Entries from a point labeling set
● ● ● ●

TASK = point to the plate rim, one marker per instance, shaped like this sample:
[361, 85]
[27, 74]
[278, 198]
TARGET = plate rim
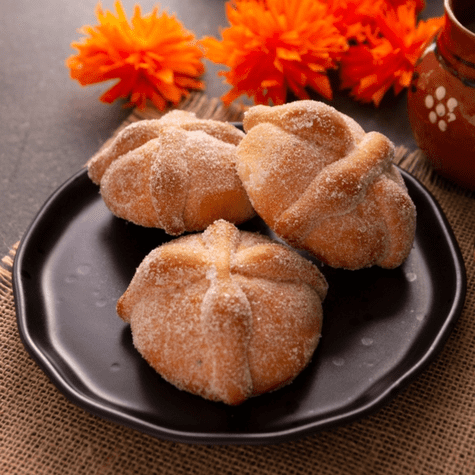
[109, 413]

● ● ● ●

**Do this:** Please write out the entries above word for word, leaving out the pictures.

**Worked solution:**
TASK = point to the plate rim, one marker per instance, shaped like this sample:
[361, 85]
[27, 74]
[278, 198]
TARGET = plate rim
[109, 413]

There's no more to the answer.